» QUOTED PASSAGE:
________________
Lieutenant Bernard Henri Barny de Romanet (28 January 1894 – 23 September 1921) was a French World War I flying ace credited with 18 aerial victories.

Barny de Romanet was born in Saint-Maurice-de-Satonnay, Saône-et-Loire, and was educated at the Collège des Minimes, Chalon-sur-Saône, and then at the Collège des Montgré in Villefranche-sur-Saône, gaining his baccalauréat before going on to study at the Lycée Lamartine at Mâcon.

He joined the French army in October 1913, serving in the 16e Régiment de Chasseurs, a cavalry unit, at the beginning of the war, later transferring to the 56e Régiment d'Infanterie. He transferred into the French air service in July 1915. Six months later, in January 1916, de Romanet received his brevet (permit) as a pilot. His first assignment to Escadrille 51 was as a Caudron reconnaissance pilot. He trained as a fighter pilot in February 1917 and made the transition to flying single-seater Nieuport fighters for Escadrille 37. His first victory was scored on 3 May 1917. He waited almost a year before continuing, with his second triumph coming on 31 March 1918. He became an ace on 30 June 1918, and a double ace on 22 August. That was his last victory and last day with Escadrille 37. He was then charged with forming Escadrille 167, a Spad squadron, assumed its command, and scored eight more victories while leading it.
________________
» EXCERPTED RECORDS:
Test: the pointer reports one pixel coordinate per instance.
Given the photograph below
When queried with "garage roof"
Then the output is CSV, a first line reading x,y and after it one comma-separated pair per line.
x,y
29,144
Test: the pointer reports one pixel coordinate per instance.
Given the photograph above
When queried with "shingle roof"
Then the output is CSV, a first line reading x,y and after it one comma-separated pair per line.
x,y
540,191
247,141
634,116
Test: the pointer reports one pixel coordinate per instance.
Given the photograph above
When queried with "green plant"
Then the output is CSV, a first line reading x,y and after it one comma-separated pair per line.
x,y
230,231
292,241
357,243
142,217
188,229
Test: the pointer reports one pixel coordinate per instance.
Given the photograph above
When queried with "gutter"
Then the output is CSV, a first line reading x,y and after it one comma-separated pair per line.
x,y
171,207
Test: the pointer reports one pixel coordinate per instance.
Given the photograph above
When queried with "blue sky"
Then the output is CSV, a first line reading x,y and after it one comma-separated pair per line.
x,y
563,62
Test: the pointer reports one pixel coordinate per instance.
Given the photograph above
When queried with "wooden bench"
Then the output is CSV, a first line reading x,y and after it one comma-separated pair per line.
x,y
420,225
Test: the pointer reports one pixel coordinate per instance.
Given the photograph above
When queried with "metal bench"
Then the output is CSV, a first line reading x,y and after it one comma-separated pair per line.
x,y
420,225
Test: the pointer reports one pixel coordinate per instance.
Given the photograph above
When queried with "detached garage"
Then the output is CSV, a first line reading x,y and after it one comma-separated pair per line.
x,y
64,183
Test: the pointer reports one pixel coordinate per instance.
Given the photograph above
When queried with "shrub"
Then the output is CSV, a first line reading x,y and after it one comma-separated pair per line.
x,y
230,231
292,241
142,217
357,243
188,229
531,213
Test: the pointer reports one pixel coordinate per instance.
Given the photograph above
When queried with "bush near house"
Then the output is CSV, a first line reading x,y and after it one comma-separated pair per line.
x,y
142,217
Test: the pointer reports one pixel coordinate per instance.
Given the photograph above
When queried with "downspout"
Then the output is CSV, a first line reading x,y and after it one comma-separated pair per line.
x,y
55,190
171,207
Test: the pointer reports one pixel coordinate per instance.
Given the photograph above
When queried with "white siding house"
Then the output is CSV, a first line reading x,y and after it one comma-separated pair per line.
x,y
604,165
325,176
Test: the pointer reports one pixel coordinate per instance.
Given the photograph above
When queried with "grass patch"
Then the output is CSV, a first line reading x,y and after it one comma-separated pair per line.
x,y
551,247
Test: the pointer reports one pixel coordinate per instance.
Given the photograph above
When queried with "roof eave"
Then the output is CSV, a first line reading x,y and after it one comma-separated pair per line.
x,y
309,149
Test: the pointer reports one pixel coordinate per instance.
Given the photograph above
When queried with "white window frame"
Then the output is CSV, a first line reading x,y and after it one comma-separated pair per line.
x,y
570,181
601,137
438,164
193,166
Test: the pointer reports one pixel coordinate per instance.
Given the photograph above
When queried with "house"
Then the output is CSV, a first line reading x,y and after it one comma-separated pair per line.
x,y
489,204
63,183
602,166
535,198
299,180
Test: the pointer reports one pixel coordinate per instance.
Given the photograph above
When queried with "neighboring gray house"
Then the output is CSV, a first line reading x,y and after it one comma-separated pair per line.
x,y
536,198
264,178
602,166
________________
» APPLY WHAT YOU READ:
A. From the passage on Barny de Romanet, copy the part that opens with the words containing "Lieutenant Bernard Henri" and closes with "18 aerial victories.".
B. Based on the passage on Barny de Romanet, say whether each statement agrees with it, answering yes or no and quoting the deciding words: (i) He joined the French army in October 1913. (ii) He received his pilot's brevet in July 1915. (iii) He scored eight victories while leading Escadrille 167.
C. Go on with the passage on Barny de Romanet, picking up after its last sentence.

» YOUR WRITTEN ANSWERS:
A.
Lieutenant Bernard Henri Barny de Romanet (28 January 1894 – 23 September 1921) was a French World War I flying ace credited with 18 aerial victories.

B.
(i) Yes: "He joined the French army in October 1913"
(ii) No: "in January 1916, de Romanet received his brevet (permit) as a pilot"
(iii) Yes: "scored eight more victories while leading it"

C.
After the war de Romanet became a successful sporting pilot, breaking the World Air Speed record on two occasions in 1920. Barny de Romanet died in a flying accident on 23 September 1921, testing the aircraft he was to fly in the 1921 Coupe Deutsch de la Meurthe race: the accident was ascribed to the fabric becoming detached from the aircraft's wing.

He is buried in the Cimetière Saint Brice in Mâcon.

==Honors and awards==
- Médaille militaire citation, 23 May 1917:

A pilot as able in pursuit aviation as he was in reconnaissance. Has had numerous combats. On 3 May 1917 he attacked, over their lines, two enemy scouts and downed one of them. Already cited three times in orders.

- Chevalier de la Légion d'honneur citation:

"Elite officer, who received notice in the cavalry at the beginning of the war by bold reconnaissances, then in observation aviation, and finally in pursuit aviation where his brilliant qualities as a pilot, his coolness, and his daring in combat are always cited as examples. He inspires his patrols to attack enemy planes very superior in number putting them to flight and flaming one of them. Also, recently he downed successively two German planes, reporting therewith his 16th and 17th victories."